**SOURCE TEXT:**
►

The oncology docs here at MVH told us that her liver will not get better. It is not functioning well, and each day the liver/blood numbers are getting worse. They also don’t have any further lines of treatment to recommend for her cancer. I checked with Dr. S, and he concurs that there are no more traditional chemo or FDA approved drugs for her. However, Dr S would be willing to prescribe an immunotherapy drug, but he wants her organs to be functioning well before he gives it to her. The immunotherapies are known to wreak havoc on the body so I agree it would be rough to try that at this time. Also, he needs to see Lori in person to do an analysis so he can feel right about a prescription. We are definitely in no shape to travel to Indy, and he already said she’s in no condition to get the immunotherapy now anyhow.

◄

**PROBLEMS TO SOLVE:**
a. Please revise the stretch of the update on Lori's treatment from "The oncology docs" through "immunotherapy now anyhow.", putting "Indianapolis" in place of "Indy".
b. Carry on writing the update on Lori's treatment, picking up after its final sentence.

**EXTRACTED RECORDS:**

►

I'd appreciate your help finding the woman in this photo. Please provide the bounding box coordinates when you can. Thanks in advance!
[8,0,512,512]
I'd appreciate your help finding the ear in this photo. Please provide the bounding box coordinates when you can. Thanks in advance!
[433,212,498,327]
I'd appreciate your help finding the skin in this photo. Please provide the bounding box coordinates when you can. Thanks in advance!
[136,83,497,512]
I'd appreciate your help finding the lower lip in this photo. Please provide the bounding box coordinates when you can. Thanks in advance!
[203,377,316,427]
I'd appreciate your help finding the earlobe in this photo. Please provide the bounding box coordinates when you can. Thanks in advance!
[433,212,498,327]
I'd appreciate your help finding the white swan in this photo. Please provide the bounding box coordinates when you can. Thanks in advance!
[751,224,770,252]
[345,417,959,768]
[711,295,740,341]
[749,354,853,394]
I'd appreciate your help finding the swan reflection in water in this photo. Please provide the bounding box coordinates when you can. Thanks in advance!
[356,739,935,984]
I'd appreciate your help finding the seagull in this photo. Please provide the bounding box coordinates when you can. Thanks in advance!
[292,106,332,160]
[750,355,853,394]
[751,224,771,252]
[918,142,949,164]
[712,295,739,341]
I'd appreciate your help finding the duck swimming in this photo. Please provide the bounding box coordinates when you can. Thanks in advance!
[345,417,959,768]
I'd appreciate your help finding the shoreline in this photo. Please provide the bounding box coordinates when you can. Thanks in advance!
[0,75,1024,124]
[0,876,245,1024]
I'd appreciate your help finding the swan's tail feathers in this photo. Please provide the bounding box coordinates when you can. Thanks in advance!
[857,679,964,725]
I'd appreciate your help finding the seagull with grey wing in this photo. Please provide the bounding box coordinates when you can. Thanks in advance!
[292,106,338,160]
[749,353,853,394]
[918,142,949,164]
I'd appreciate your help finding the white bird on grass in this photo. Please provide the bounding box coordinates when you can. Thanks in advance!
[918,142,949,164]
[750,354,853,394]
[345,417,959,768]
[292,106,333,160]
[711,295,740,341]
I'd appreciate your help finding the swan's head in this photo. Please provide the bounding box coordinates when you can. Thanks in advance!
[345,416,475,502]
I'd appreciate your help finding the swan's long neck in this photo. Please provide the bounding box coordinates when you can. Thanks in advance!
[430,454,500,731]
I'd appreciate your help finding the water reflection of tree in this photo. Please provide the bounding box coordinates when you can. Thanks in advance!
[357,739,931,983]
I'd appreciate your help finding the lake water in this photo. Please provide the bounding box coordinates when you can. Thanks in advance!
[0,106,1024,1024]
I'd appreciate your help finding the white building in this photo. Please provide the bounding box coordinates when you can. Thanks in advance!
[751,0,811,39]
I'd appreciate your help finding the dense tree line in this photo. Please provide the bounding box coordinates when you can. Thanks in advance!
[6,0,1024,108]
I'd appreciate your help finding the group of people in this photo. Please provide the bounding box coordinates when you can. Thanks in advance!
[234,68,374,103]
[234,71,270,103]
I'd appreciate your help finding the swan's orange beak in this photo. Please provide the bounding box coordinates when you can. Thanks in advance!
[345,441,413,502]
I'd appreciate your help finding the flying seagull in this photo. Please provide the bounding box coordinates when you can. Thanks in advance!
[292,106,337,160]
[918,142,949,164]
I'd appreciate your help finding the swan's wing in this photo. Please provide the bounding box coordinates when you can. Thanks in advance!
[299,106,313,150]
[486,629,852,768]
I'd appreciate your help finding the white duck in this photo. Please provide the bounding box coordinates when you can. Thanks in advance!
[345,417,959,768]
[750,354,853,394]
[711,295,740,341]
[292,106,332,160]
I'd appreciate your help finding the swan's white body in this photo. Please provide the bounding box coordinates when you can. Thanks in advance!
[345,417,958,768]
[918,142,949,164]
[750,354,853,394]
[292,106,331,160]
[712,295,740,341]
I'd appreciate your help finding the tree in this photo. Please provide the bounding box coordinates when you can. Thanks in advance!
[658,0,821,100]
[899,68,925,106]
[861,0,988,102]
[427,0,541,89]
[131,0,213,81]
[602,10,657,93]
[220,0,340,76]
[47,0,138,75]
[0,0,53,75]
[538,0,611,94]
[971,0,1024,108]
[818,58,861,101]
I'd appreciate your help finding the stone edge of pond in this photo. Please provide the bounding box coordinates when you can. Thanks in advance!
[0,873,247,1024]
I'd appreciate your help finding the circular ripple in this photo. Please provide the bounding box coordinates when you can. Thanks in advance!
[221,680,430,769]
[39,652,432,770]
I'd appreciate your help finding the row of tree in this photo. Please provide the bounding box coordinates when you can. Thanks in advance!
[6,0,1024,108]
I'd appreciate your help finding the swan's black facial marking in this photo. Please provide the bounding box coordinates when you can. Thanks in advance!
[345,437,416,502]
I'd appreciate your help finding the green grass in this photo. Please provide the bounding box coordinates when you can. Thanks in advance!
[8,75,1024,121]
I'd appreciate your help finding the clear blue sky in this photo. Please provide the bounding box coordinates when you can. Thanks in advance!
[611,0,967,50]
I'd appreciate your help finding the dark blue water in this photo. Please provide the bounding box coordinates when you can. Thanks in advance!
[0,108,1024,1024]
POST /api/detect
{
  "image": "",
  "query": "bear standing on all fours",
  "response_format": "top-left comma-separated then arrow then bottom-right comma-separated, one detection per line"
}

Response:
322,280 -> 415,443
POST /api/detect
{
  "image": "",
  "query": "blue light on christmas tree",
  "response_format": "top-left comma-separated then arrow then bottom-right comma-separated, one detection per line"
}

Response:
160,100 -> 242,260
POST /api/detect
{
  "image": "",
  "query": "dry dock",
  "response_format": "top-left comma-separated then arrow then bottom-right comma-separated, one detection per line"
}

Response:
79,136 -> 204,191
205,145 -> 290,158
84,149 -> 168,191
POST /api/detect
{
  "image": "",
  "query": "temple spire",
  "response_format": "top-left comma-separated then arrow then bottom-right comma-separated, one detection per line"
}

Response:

◄

**EXERCISE ANSWERS:**
a.
The oncology docs here at MVH told us that her liver will not get better. It is not functioning well, and each day the liver/blood numbers are getting worse. They also don’t have any further lines of treatment to recommend for her cancer. I checked with Dr. S, and he concurs that there are no more traditional chemo or FDA approved drugs for her. However, Dr S would be willing to prescribe an immunotherapy drug, but he wants her organs to be functioning well before he gives it to her. The immunotherapies are known to wreak havoc on the body so I agree it would be rough to try that at this time. Also, he needs to see Lori in person to do an analysis so he can feel right about a prescription. We are definitely in no shape to travel to Indianapolis, and he already said she’s in no condition to get the immunotherapy now anyhow.

b.
He and Dr Marinella agree that it would be ok to continue with the Xeloda in hopes that it will take hold and start to fight back the advance of the cancer cells. But there’s not much hope there medically. If that chemo was going to work, it would have done so in her first cycle. I did see some signs that it might have worked, so I won’t give up on it yet.
She is in pretty bad shape overall. The signs of liver trouble are ever-increasing. Her shoulders are bony and her face/skull is becoming sunken with a sickly sort of appearance. Her eyes are yellow with jaundice. She’s barely able to communicate, and half of the time it’s just mumbling about something incoherent. It’s amazing though, because she can still pray and hear prayer so well. Although her liver is failing fast, the rest of her body is strong. Her kidneys, heart, lungs, etc are all fine so I think it’s unlikely that death is imminent. It’s hard to put a number against that but the predictions range from days to weeks if she continues to digress.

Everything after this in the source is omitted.